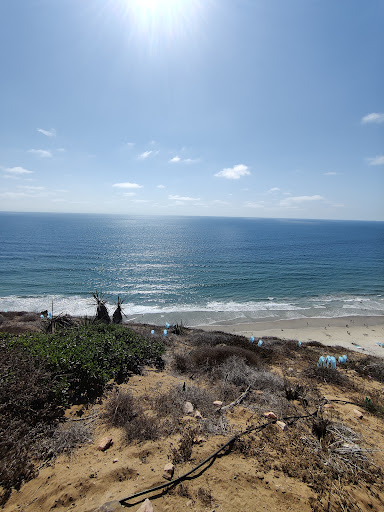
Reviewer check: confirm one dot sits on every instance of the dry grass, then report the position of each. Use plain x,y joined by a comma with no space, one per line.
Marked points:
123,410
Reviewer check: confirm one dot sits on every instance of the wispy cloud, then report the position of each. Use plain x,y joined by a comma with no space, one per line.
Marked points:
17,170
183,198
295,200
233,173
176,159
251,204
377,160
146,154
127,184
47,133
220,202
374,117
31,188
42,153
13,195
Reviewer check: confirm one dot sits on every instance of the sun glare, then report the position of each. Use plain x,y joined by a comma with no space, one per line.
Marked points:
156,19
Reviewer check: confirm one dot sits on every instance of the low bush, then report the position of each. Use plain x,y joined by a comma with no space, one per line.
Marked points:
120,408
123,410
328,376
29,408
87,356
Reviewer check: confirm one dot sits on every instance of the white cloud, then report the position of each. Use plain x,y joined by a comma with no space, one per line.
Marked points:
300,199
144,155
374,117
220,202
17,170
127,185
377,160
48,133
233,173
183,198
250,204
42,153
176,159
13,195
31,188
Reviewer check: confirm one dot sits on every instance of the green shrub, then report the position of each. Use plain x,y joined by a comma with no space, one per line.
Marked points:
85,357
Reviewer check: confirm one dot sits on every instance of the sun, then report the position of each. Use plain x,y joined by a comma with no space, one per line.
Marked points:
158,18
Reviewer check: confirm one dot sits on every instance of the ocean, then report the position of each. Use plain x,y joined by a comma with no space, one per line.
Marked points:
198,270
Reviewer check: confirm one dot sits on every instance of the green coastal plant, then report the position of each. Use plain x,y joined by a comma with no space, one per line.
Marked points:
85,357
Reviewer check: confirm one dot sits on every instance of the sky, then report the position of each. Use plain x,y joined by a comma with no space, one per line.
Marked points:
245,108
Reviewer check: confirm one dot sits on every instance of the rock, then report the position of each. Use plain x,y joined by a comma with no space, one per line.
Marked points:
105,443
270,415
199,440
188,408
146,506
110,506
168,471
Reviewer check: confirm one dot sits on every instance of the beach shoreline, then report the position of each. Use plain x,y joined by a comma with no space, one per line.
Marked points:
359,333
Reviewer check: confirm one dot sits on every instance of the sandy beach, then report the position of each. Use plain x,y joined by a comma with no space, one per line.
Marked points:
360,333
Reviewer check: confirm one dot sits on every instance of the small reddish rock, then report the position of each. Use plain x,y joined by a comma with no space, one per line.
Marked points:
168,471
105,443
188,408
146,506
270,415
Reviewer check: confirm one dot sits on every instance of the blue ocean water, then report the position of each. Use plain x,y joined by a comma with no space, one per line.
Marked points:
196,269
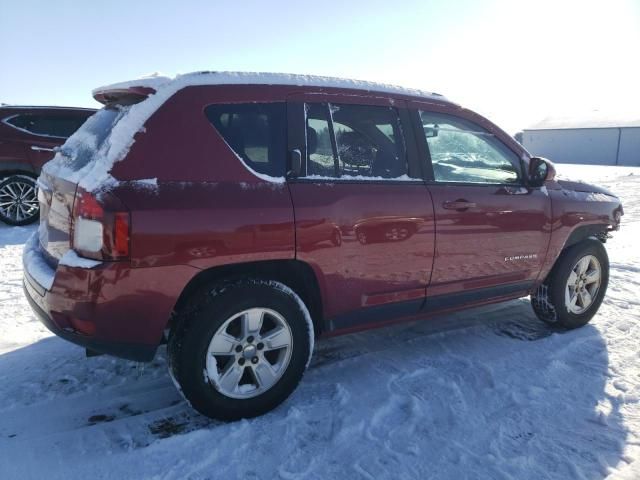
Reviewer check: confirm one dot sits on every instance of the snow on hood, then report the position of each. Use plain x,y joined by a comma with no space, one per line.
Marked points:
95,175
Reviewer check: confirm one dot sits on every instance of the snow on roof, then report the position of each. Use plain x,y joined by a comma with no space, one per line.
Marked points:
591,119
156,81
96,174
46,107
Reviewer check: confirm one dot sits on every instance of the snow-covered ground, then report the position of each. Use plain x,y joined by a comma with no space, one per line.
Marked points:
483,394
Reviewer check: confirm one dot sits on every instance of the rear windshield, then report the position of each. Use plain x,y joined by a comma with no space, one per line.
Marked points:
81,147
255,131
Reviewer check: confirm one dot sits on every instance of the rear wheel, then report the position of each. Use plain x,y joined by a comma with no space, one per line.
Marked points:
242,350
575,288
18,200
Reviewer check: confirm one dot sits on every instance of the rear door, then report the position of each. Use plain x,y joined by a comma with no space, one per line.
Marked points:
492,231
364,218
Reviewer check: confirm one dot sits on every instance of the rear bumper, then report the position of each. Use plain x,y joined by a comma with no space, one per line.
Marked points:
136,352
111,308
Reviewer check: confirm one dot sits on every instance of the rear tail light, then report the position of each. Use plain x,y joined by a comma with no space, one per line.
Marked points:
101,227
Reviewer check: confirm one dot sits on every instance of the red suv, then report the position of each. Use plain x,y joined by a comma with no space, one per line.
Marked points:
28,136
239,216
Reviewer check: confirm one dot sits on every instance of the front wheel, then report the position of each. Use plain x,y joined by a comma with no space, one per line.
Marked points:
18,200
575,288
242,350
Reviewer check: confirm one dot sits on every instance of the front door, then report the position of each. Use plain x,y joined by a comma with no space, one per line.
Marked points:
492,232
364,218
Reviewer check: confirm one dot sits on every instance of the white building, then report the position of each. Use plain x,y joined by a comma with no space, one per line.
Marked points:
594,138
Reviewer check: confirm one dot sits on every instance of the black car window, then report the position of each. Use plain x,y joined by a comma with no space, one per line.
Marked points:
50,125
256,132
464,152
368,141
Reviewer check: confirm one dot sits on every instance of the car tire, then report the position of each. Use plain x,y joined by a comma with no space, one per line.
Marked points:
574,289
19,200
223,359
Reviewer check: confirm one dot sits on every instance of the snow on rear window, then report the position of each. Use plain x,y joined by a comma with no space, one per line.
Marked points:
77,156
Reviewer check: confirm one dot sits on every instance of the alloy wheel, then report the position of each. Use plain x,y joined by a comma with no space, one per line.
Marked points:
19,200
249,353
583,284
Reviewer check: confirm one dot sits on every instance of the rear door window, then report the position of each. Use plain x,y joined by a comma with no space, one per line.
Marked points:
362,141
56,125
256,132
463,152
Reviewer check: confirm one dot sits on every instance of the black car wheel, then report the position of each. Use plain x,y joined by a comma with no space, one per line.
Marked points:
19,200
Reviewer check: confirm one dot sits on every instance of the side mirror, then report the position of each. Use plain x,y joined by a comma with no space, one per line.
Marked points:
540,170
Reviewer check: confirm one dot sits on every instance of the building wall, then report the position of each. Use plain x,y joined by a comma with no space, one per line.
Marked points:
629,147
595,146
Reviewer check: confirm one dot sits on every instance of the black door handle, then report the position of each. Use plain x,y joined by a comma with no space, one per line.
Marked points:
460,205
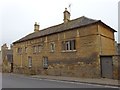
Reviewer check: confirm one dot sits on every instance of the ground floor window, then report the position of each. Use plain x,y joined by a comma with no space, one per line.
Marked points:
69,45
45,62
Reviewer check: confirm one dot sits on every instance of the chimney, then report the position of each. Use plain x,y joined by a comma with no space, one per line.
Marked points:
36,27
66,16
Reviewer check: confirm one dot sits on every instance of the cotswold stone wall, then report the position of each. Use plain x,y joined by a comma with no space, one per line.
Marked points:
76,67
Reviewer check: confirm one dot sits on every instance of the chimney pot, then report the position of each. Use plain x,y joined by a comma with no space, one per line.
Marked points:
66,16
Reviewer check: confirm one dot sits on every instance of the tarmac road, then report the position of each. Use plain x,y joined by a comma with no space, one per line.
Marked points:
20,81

▸ THE PROBLEM
What you return must match the entries above exactly, apart from the pictures, which are left out.

▸ ANSWER SECTION
Reviewer check: confirm one dot sits on every instance of the dry grass, then report the position of each. Use plain x,y joined by a comma with no space, one per line.
Marked points:
123,410
Reviewer check: confirm one dot sits on every instance of the wispy cloud, then report the position of each. Use plain x,y joined by a comma with no space, one per line.
Marked points:
17,170
183,198
295,200
233,173
176,159
251,204
377,160
146,154
127,184
47,133
220,202
374,117
31,188
42,153
13,195
Reviewer check: confirm one dot sits on every instance of the sun glare, then report the position of each. Use plain x,y joined by a comma with no space, one per line.
Marked points:
156,19
Reviewer check: confirm one dot sits on every instance of the low bush, then report the position of each. Use plain x,y joined by a comma with no space, one per line.
Marked points:
120,408
123,410
328,376
29,408
87,356
Reviewer check: confirm one dot sits on every instance of the white cloud, then report the position of each. Use plain x,y joined by a comma with no space, one per line.
Marked points:
300,199
144,155
374,117
220,202
17,170
127,185
377,160
48,133
233,173
183,198
250,204
42,153
176,159
13,195
31,188
Reviewer check: confirm one dot sits on every instance of the green shrub, then report the position of each. Use plain x,y joined by a comma with no space, one per line.
Marked points:
85,357
Reviewer check: confirm one dot sits on every instance of the sun, then report the position of each. Use plain x,y joined by a comma with no space, one per line.
Marked points:
158,18
Reviewer check: confirm one dot sits on every instance of the ocean, then report the position of each. Use plain x,y joined by a comma with no space, one per line.
Marked points:
198,270
Reviewer check: confirm one dot sits on every instance of the green coastal plant, then report the position of each. Use plain x,y joined by a comma with no space, one per line.
Marked points:
85,357
Reviewer check: confirm one dot sits on every instance of the sky, then report the position of each. Use plain x,y joined by a comma with no space, one per line.
Marked points:
245,108
Reviewer check: confirm one dot sits on every instance of the rock, then report the position of each. Use plain x,y joined by a comma with no space, one per line.
Marked points:
105,443
270,415
199,440
188,408
146,506
110,506
168,471
Reviewer check: confirm one dot sits on every instance of the beach shoreline, then report the position of each. Use plain x,y joined by a comma with no space, one per line.
Marked points:
359,333
Reviewer check: confirm one dot sits on every instance of the sandy beach, then report the position of each. Use plain x,y joined by a comma with no space, one per line.
Marked points:
360,333
Reviewer check: confirm one dot sits on every instance of the small reddish rock, then report the position of each. Use plain x,y joined by a comma with no space, one per line.
Marked points:
168,471
105,443
188,408
146,506
270,415
Reviewer check: confirm one dot sits on every instance of the blue ocean water, then report the position of each. Use plain x,y joined by a comma with no space, one per line.
Marked points:
196,269
Reviewer check: confirm one dot sits on every instance of the snow on hood, then report the position of each. Use plain x,y joined by a comma with no space, one per line.
Marked points:
95,175
Reviewer check: confirm one dot sits on every instance of the snow on roof, then report the position of each. Use plain x,y joined by a comma with no space, one per line.
Marked points:
591,119
156,81
96,174
46,107
Reviewer check: confirm one dot sits on every instance of the snow-covered ground, then report the position of each. Use plain x,y joined by a comma with no space, one per line.
Marked points:
483,394
Reviewer check: confirm one dot sits on every instance of the rear windshield, then report the position of each. Use plain x,y joined by a comma with no space, one per line.
Marked points:
81,147
255,131
Reviewer check: confirm one dot sits on every instance of the rear wheel, then report the position of each. Use plain x,y joined by a comma with no space, one per line.
Marked points:
242,350
575,288
18,200
Reviewer check: confirm one dot sits on every instance of the rear door, then report the position of each. Use plain x,y joined by a comma with no space, one per line.
Marked points:
492,231
364,218
Reviewer check: confirm one dot sits on every instance of the rear bumper, then report the position of each. Use plain x,y joined by a comma with no space, one per line.
Marked points:
136,352
111,308
Reviewer check: confirm one dot sits on every instance of the rear tail light, then report the position of each. Use plain x,y joined by a comma with no space, one per line.
Marked points:
101,227
Reviewer check: confirm one dot sits on every instance of the red suv, then report the position of each. Use plain x,y joined by a comma with no space, one per line.
Marked points:
28,136
239,216
Reviewer check: confirm one dot sits on every instance of the front wheel, then report the position of each. Use plain x,y joined by a comma with no space, one per line.
Marked points:
18,200
575,288
242,350
Reviewer check: confirm one dot sits on every instance of the front door, then report the position of each. Use plain x,y joined by a comma with no space, one per line.
Marked points:
492,232
364,218
Reviewer check: confirm one dot sits on every instance of the white building, then report the position of each. Use plain x,y joined by a comma with no space, one per line.
Marked points:
594,138
Reviewer check: confirm one dot sits on every instance of the black car window, then report the position of each. Use plain x,y joined by a comma with no space, one per line.
Marked points:
50,125
256,132
464,152
368,141
Reviewer check: confirm one dot sits on every instance of the car tire, then report the position of each. Use plain x,y joined by a comma with no space, one per line.
Marked points:
574,289
19,200
223,359
Reviewer check: confirm one dot sits on every instance of the snow on rear window, then report the position of each. Use plain x,y joined by a comma with no space, one per line.
Marked points:
77,156
Reviewer check: confirm one dot sits on every instance of the alloy wheel, then report the position of each. Use plain x,y joined by a comma with no space, one per line.
Marked points:
19,200
249,353
583,284
Reviewer check: confirm one dot sits on every instance of the rear door window, then report the position of each. Use plain x,y joined by a comma with no space, one per line.
Marked points:
362,141
56,125
256,132
463,152
Reviewer check: confirm one dot sits on every instance of the black car wheel, then report the position of each. Use plain x,y joined by a comma with no space, one per line.
Marked points:
19,200
Reviewer check: confirm one dot sits on every instance of the side mirror, then report the position of each. Use plain x,y joined by a comma with no space, one per line.
Marked points:
540,170
Reviewer check: confirm one dot sits on every instance of the building wall, then report the position of each. Use plain x,y joined by a comma with no space, one per line.
Marked points:
629,147
595,146
Reviewer check: confirm one dot sits on every instance of the black door handle, then report the position of each. Use plain x,y joined by a comma with no space, one per line.
Marked points:
460,205
Reviewer check: confirm one dot sits on every instance of the ground floor window, then report the position of each. Use plain x,y joined by a comma with no space, one per line.
Marked points:
69,45
45,62
Reviewer check: confirm one dot sits on every instance of the chimney, then report the position of each. Use plain x,y joined by a comma with no space, one per line.
Marked points:
36,27
66,16
Reviewer check: confirm one dot sits on every instance of the cotswold stone wall, then report the position of each. Use plain x,y joined by a comma with no space, one per line.
Marked points:
76,67
Reviewer check: confirm one dot sits on every instance of the chimney pot, then report the position of each. Use plain x,y joined by a comma with no space, one per line.
Marked points:
66,16
Reviewer check: confirm one dot sits on every instance of the tarmac road, then report the position of each. Use plain x,y joined by a comma with no space, one per line.
Marked points:
20,81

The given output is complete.